ECLI:NL:RBLEE:2007:AZ8406

Rechtbank Leeuwarden

Datum uitspraak
13 februari 2007
Publicatiedatum
5 april 2013
Zaaknummer
203610 \ CV EXPL 06-5254
Instantie
Rechtbank Leeuwarden
Type
Uitspraak
Rechtsgebied
Civiel recht
Procedures
  • Eerste aanleg - enkelvoudig
Rechters
Vindplaatsen
  • Rechtspraak.nl
AI samenvatting door LexboostAutomatisch gegenereerd

Burenrecht en eigenrichting bij overhangende takken van gemeentebomen

In deze zaak vorderde de Gemeente Achtkarspelen schadevergoeding van een inwoner, [x], omdat deze takken van een gemeenteboom had verwijderd. De kantonrechter oordeelde dat de vordering van de gemeente moest worden afgewezen. De feiten van de zaak tonen aan dat [x] eigenaar is van een perceel dat grenst aan gemeentelijke grond met daarop eikenbomen. Deze bomen veroorzaakten overlast door hars, eikels en schaduw. Ondanks herhaalde verzoeken om de overhangende takken te verwijderen, weigerde de gemeente dit te doen. De rechter stelde vast dat overhangende takken volgens artikel 5:44 BW verboden zijn, en dat de gemeente niet bereid was om de overlast te verhelpen. Hierdoor was [x] gerechtigd om zelf de takken te verwijderen, wat hij ook deed. De rechter concludeerde dat [x] niet aansprakelijk was voor de schade die de gemeente claimde, omdat hij handelde uit noodzaak en de gemeente in gebreke was gebleven. De vordering tot schadevergoeding werd afgewezen, en de gemeente werd veroordeeld in de proceskosten van [x]. In reconventie vorderde [x] dat de gemeente de luizenoverlast zou bestrijden, maar deze vordering werd afgewezen omdat hij niet had gevraagd om de overhangende takken te verwijderen. De rechter oordeelde dat de gemeente niet aansprakelijk kon worden gesteld voor de overlast die [x] ondervond, en dat de vordering in reconventie niet toewijsbaar was.

Wat te doen:
1. Vat de tekst over de overhangende takken van gemeentebomen samen in twee zinnen.
2. Zet de tekst over de overhangende takken van gemeentebomen voort na de laatste zin.

Aangeleverd materiaal:
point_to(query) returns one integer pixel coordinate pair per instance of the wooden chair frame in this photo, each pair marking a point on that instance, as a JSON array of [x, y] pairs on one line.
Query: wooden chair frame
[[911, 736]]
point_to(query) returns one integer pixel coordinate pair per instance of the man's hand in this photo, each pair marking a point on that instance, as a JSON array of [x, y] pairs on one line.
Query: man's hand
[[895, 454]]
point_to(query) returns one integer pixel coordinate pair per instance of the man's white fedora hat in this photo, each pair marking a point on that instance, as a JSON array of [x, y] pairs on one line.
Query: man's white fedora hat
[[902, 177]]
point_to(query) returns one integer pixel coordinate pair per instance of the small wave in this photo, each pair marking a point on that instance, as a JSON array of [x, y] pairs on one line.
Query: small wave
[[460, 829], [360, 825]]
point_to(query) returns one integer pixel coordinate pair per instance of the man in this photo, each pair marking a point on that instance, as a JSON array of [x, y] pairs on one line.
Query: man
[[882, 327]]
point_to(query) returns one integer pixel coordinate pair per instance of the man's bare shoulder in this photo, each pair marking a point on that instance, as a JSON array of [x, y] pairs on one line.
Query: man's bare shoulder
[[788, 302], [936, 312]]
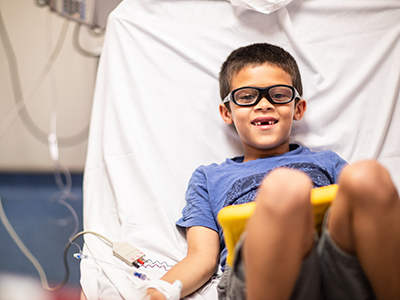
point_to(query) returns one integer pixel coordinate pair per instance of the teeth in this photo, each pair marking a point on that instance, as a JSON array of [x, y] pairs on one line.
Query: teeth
[[268, 123]]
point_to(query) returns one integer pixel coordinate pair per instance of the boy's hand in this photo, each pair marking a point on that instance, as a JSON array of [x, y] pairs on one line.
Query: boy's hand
[[162, 290]]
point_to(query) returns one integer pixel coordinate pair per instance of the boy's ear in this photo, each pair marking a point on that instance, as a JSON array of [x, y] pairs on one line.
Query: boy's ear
[[300, 109], [225, 114]]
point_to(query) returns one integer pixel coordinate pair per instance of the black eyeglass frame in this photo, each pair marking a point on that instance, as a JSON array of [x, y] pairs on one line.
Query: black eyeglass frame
[[261, 92]]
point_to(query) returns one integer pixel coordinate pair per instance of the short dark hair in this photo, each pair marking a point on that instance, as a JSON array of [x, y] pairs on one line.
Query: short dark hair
[[256, 55]]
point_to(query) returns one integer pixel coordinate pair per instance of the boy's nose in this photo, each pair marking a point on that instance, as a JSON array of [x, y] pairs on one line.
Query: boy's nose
[[264, 104]]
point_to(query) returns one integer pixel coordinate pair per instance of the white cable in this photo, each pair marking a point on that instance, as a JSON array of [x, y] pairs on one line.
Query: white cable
[[23, 248]]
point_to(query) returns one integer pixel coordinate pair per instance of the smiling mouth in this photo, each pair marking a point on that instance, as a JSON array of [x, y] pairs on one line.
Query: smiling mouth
[[265, 123]]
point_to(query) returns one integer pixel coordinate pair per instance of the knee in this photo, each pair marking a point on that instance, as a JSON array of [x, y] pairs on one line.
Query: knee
[[285, 193], [367, 182]]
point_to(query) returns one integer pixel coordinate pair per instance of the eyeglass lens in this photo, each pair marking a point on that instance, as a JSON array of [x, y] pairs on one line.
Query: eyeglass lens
[[278, 94]]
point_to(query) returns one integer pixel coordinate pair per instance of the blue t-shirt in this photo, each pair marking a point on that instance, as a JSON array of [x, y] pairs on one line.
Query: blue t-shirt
[[235, 182]]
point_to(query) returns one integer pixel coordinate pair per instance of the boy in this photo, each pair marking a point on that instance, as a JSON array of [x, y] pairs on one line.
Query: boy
[[278, 257]]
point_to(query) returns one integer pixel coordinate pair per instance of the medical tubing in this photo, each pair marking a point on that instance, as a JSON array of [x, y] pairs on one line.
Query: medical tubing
[[33, 260], [21, 99], [23, 248], [78, 47], [16, 83]]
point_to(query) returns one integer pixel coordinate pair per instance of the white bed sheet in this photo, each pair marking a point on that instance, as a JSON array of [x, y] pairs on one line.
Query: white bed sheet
[[155, 112]]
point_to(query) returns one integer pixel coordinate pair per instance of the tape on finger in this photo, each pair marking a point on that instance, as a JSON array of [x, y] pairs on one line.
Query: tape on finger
[[170, 291]]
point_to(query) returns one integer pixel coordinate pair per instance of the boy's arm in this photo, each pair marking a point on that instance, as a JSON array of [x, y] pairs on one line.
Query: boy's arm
[[199, 264]]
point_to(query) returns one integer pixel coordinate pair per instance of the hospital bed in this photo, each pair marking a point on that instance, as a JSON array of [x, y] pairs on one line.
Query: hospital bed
[[155, 113]]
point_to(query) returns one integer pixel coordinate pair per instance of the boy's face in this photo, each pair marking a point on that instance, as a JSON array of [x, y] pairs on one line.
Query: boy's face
[[258, 136]]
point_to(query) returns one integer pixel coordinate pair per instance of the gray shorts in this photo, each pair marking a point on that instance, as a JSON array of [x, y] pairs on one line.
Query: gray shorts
[[326, 273]]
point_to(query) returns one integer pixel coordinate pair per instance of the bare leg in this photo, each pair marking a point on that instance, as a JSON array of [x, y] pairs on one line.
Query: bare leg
[[365, 221], [279, 235]]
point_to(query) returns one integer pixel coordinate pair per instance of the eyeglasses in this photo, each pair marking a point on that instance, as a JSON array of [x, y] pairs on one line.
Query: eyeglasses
[[276, 94]]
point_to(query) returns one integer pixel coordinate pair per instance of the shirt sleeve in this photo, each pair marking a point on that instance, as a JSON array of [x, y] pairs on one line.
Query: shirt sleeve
[[339, 164], [198, 209]]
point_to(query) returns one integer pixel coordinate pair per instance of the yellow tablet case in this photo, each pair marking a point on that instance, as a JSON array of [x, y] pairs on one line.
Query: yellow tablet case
[[233, 218]]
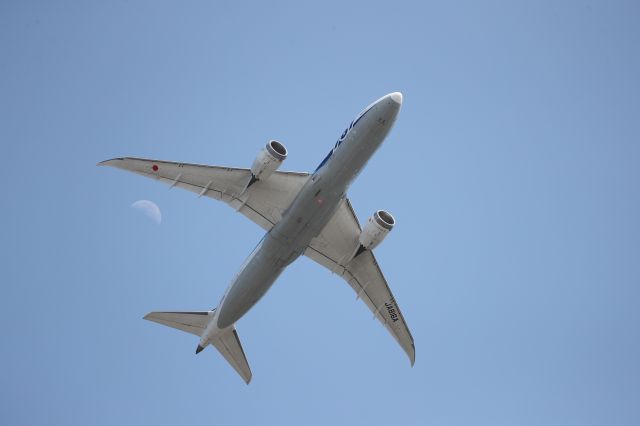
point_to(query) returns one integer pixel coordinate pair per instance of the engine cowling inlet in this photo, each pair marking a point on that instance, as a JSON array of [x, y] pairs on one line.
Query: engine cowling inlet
[[377, 228], [268, 161]]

Antwoorden:
1. De Gemeente Achtkarspelen vorderde schadevergoeding van [x], omdat hij takken had verwijderd van een gemeenteboom die overlast gaf door hars, eikels en schaduw. De kantonrechter wees die vordering af, omdat overhangende takken volgens artikel 5:44 BW verboden zijn en de gemeente ondanks herhaalde verzoeken had geweigerd ze te verwijderen, en veroordeelde de gemeente in de proceskosten van [x].

2.
Uitspraak

RECHTBANK LEEUWARDEN
Sector kanton
Locatie Leeuwarden
zaak-/rolnummer: 203610 \ CV EXPL 06-5254
vonnis van de kantonrechter d.d. 13 februari 2007
inzake
de openbare rechtspersoon
Gemeente Achtkarspelen,
hierna te noemen: Achtkarspelen,
zetelende te Buitenpost,
eiseres in conventie,
gedaagde in reconventie,
gemachtigde: mr. R. Pieters,
tegen
[x]
hierna te noemen: [x],
wonende te [woonplaats],
gedaagde in conventie,
eiser in reconventie,
procederende in persoon.
Procesverloop
1. Op de bij dagvaarding vermelde gronden heeft Achtkarspelen gevorderd om [x] te veroordelen tot betaling van een bedrag van € 422,-- met rente en kosten.
[x] heeft bij antwoord de vordering betwist en op de daarbij vermelde gronden in reconventie gevorderd Achtkarspelen te veroordelen om de overlast van de luizen te bestrijden, op welke wijze dan ook.
Na repliek in conventie tevens antwoord in reconventie, dupliek in conventie tevens repliek in reconventie en een akte zijdens Achtkarspelen, is vonnis bepaald op de stukken, waarvan de inhoud als hier ingelast geldt.
Door Achtkarspelen en [x] zijn producties in het geding gebracht.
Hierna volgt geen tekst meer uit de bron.